• **Brief**
Pictures in the records are to be omitted; everything else is copied exactly.

• **Stored data**
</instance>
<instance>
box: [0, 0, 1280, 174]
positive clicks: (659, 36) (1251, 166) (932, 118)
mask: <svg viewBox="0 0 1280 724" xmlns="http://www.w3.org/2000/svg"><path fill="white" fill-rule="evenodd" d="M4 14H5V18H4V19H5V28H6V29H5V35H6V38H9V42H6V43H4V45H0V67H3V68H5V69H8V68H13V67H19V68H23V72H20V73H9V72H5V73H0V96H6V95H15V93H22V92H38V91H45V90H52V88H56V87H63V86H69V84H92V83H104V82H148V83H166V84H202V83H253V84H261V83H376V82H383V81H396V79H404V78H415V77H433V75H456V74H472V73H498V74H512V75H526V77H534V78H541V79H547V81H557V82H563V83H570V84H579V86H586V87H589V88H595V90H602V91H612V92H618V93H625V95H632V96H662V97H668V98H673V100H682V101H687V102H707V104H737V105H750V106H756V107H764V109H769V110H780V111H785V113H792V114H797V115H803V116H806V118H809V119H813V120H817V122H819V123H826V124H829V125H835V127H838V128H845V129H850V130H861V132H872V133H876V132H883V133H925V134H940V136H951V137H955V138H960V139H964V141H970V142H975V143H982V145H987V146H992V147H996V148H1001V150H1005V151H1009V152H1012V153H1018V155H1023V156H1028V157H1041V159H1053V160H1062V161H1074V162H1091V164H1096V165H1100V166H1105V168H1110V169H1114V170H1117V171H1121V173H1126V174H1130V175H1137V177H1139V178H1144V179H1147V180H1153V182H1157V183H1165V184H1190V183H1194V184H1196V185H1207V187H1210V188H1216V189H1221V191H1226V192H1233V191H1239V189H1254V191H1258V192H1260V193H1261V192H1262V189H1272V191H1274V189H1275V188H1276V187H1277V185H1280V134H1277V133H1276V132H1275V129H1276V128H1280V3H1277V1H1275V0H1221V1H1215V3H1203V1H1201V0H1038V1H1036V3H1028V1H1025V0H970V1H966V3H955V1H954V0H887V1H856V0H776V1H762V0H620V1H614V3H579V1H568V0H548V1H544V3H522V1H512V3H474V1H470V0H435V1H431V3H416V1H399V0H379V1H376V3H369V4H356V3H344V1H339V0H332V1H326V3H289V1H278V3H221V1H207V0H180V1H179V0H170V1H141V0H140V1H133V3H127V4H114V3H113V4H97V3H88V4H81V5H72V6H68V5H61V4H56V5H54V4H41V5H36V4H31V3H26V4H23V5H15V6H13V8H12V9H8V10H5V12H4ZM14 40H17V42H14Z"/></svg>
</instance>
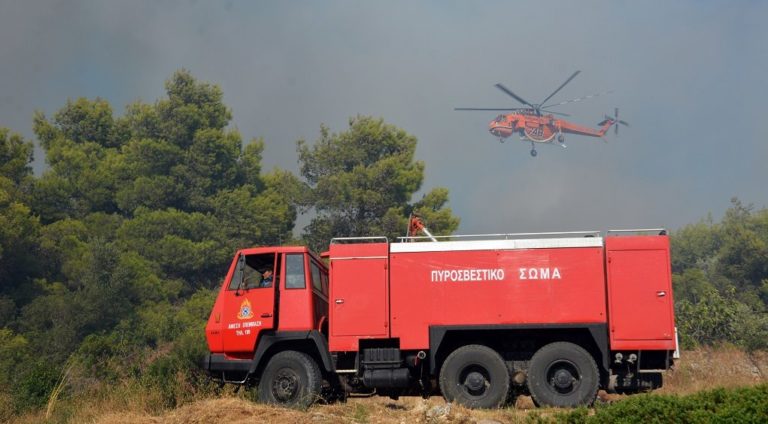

• **The completed task**
</instance>
<instance>
box: [0, 0, 1280, 174]
positive clicks: (659, 36) (1251, 166) (932, 118)
mask: <svg viewBox="0 0 1280 724" xmlns="http://www.w3.org/2000/svg"><path fill="white" fill-rule="evenodd" d="M4 14H5V18H4V19H5V28H6V29H5V35H6V38H9V42H6V43H4V45H0V67H3V68H5V69H8V68H13V67H19V68H23V72H20V73H9V72H5V73H0V96H6V95H15V93H22V92H38V91H45V90H52V88H56V87H63V86H69V84H92V83H104V82H148V83H166V84H202V83H253V84H261V83H376V82H383V81H396V79H404V78H415V77H433V75H456V74H472V73H498V74H512V75H526V77H534V78H541V79H547V81H557V82H563V83H570V84H579V86H586V87H589V88H595V90H602V91H612V92H618V93H625V95H632V96H662V97H668V98H673V100H682V101H687V102H707V104H737V105H750V106H756V107H764V109H769V110H780V111H785V113H792V114H797V115H803V116H806V118H809V119H813V120H817V122H819V123H826V124H829V125H835V127H838V128H845V129H850V130H861V132H872V133H876V132H883V133H925V134H940V136H951V137H955V138H960V139H964V141H970V142H975V143H982V145H987V146H992V147H996V148H1001V150H1005V151H1009V152H1012V153H1018V155H1023V156H1028V157H1041V159H1053V160H1062V161H1074V162H1091V164H1096V165H1100V166H1105V168H1110V169H1114V170H1117V171H1121V173H1126V174H1130V175H1137V177H1139V178H1144V179H1147V180H1153V182H1157V183H1165V184H1190V183H1194V184H1196V185H1207V187H1210V188H1216V189H1221V191H1226V192H1233V191H1239V189H1254V191H1258V192H1260V193H1261V192H1262V189H1272V191H1274V189H1275V188H1276V187H1277V185H1280V134H1277V133H1276V132H1275V129H1276V128H1280V3H1277V1H1275V0H1221V1H1215V3H1203V1H1201V0H1038V1H1036V3H1028V1H1025V0H970V1H966V3H955V1H954V0H887V1H856V0H776V1H762V0H620V1H614V3H579V1H568V0H548V1H544V3H522V1H512V3H474V1H470V0H435V1H431V3H416V1H399V0H379V1H376V3H369V4H356V3H344V1H339V0H332V1H326V3H289V1H278V3H221V1H207V0H180V1H179V0H170V1H141V0H140V1H133V3H127V4H114V3H113V4H97V3H88V4H81V5H72V6H68V5H61V4H56V5H54V4H41V5H36V4H31V3H26V4H23V5H15V6H13V8H12V9H8V10H5V12H4ZM14 40H17V42H14Z"/></svg>
</instance>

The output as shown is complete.